→ **Required task**
Retype all of the listing exactly, passing over any picture you find.

(Image location labeling entries)
>>>

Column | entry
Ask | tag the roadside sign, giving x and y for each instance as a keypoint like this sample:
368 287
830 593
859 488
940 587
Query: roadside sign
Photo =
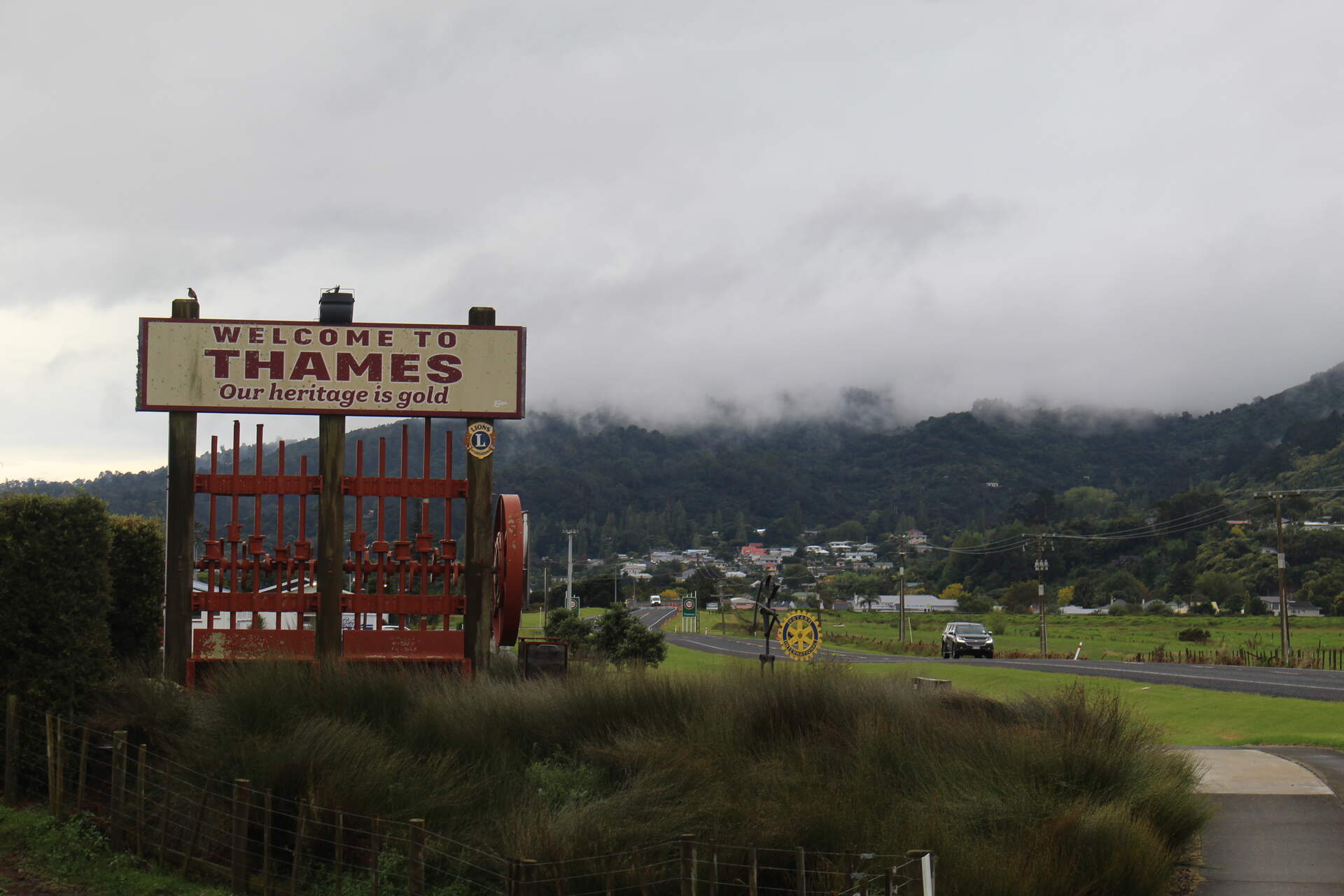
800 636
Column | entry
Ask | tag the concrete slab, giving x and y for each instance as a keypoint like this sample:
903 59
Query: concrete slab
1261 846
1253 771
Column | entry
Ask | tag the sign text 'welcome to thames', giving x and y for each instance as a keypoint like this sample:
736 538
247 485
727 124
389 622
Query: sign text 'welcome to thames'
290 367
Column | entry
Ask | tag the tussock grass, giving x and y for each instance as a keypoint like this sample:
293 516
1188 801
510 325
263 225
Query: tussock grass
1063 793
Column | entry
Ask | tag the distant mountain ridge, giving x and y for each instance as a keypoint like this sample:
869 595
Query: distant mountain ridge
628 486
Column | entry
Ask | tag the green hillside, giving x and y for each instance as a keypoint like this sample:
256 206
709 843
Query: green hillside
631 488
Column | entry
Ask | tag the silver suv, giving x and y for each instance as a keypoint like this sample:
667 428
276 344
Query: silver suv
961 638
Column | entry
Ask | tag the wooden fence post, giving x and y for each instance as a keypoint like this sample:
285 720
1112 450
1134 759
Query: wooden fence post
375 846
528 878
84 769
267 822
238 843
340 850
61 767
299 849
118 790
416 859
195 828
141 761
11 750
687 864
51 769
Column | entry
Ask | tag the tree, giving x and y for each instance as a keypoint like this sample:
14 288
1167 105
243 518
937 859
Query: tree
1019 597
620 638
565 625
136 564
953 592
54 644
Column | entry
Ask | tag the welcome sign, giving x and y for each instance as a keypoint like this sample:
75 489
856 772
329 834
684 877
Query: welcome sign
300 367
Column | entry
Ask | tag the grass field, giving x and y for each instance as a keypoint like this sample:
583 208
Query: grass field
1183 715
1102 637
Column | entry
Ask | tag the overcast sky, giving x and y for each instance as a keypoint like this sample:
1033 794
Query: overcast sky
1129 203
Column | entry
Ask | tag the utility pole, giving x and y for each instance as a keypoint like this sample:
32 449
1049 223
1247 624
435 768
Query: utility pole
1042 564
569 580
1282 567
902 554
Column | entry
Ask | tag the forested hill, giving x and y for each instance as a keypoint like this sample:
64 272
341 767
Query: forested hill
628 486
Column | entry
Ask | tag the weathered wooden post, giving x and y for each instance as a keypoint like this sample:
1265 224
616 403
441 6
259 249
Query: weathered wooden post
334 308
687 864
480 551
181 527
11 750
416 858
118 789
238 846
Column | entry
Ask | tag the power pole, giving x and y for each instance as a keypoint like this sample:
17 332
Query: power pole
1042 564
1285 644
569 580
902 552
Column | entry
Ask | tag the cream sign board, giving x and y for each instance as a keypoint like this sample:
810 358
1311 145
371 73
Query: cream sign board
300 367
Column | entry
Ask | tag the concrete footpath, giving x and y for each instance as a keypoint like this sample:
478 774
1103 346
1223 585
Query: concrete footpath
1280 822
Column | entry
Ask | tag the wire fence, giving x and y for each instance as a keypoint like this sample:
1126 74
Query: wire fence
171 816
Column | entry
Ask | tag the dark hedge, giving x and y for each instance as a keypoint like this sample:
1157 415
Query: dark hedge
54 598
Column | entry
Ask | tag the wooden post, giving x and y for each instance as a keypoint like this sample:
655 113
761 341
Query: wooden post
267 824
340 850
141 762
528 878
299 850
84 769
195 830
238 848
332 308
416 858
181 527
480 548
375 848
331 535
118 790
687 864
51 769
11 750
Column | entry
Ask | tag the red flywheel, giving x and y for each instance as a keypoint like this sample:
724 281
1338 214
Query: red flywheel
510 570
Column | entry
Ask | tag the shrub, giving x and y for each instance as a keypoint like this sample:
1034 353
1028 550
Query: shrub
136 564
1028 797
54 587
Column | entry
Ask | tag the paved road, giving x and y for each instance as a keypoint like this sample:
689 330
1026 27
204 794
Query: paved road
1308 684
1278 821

<<<

→ **Answer to this problem**
Column | entry
Ask | tag the roadside sign, giving x and y for each instance as a keypoint like this sample:
368 287
830 593
859 488
940 587
Query: roadside sign
Photo =
800 636
Column | entry
Ask | tag the concrete slab, giving x and y for each instance as a keypoint like this sample:
903 59
Query: concrete slab
1261 846
1253 771
Column | entry
Ask | tag the sign text 'welcome to thames', giving x and y for each instance as a keypoint like this sample:
736 538
247 485
727 124
389 622
Query: sign text 'welcome to thames'
290 367
Column | entry
Ask | tag the tussock grass, giving x and y for each instance as a keypoint like this sample:
293 516
1188 801
510 325
263 225
Query: tussock grass
1063 793
Column | entry
Ask | tag the distant mountain ridge, giving x and y for each instance as a keypoint like this sample:
869 595
Query: distant mountain ridge
628 486
Column | entry
Ask | tag the green hillside, giving x and y for each instance as a keypoint like this sample:
256 206
709 843
Query: green hillside
631 488
Column | entry
Ask | tag the silver suv, giving x and y for each instance as a keypoint like this sample:
667 428
276 344
Query: silver suv
961 638
Column | entry
Ask | tag the wooden fence post, giving x and y for each instance as a keypoint like this sample:
285 720
1112 450
1134 759
Query: wooden fence post
375 846
528 878
84 769
267 822
238 843
340 850
61 767
299 849
118 790
416 859
195 828
141 761
11 750
687 864
51 769
Column | entry
Ask | tag the tree, giving x and y for each instance as a keypoint like this sample:
14 288
1167 105
243 518
937 859
Query: tree
1019 597
620 638
565 625
136 564
953 592
54 644
Column | entry
Ask | tag the welcome sign, giving x and y for each instance as a keypoint like this sample:
75 489
856 772
329 834
684 877
Query: welcome sign
300 367
Column | entry
Ask | tag the grass field, giving x and y for each instance as a keypoint like this sample:
583 208
Query: grass field
1183 715
1102 637
Column | entry
Ask | tag the overcast sky, giving x and y for each instance as a keypoint like this sample:
1033 794
Query: overcast sky
1129 203
Column | entry
Ask | tag the utility pole, giving x and y for each instance as a keypoint like this sample:
32 449
1049 223
1247 624
435 768
Query: utility pole
1042 564
569 580
1282 567
902 554
Column | entry
Ask | tag the forested hill, giving x and y for each instance as a keypoint like this sample:
64 272
341 767
Query: forested hill
628 486
Column | entry
Ask | tag the weathered wooden post, giving x and y for each instance as a keypoint like this sample:
1265 224
616 403
441 6
259 249
Query: weathered wooden post
334 308
687 864
480 551
181 527
11 750
416 858
118 789
238 846
Column | entry
Ask | tag the power pole, giving x and y for each instance as a keypoint like this sample:
17 332
Query: power pole
1042 564
1285 644
569 580
902 552
Column | entry
Ask | tag the cream sign board, giving x and y for each instance as a keypoint like this sample:
810 358
1311 145
371 73
Query: cream sign board
300 367
Column | entry
Ask | tag the concrete footpath, giving x and y for each instance as a keypoint like this sample:
478 774
1103 346
1223 585
Query: concrete footpath
1280 822
Column | entry
Ask | tag the wire fence, giving x and y for each instance as a keypoint like this sample:
1126 74
Query: wire fence
171 816
Column | entry
Ask | tag the dark hedge, giving x and y for each instance as a keypoint like this sample:
1157 415
Query: dark hedge
54 598
Column | entry
Ask | tag the wooden post, giving x and y for each instance as a keypoint like this sample:
655 113
761 341
Query: wooden post
267 824
340 850
141 762
528 878
299 850
84 769
195 830
238 848
332 308
416 858
181 527
480 548
375 848
331 535
118 790
687 864
51 769
11 750
Column | entry
Ask | tag the red flywheel, giving x and y for each instance as a keypoint like this sample:
724 281
1338 214
Query: red flywheel
510 570
Column | entry
Ask | tag the shrub, giving x and y for each instance as a keypoint like this sample:
1034 353
1028 550
Query: shrub
136 564
1028 797
54 587
Column | entry
Ask | tag the paved road, giving x and y for each instance as a keypoint like this sample:
689 330
1026 27
204 794
Query: paved road
1308 684
1278 821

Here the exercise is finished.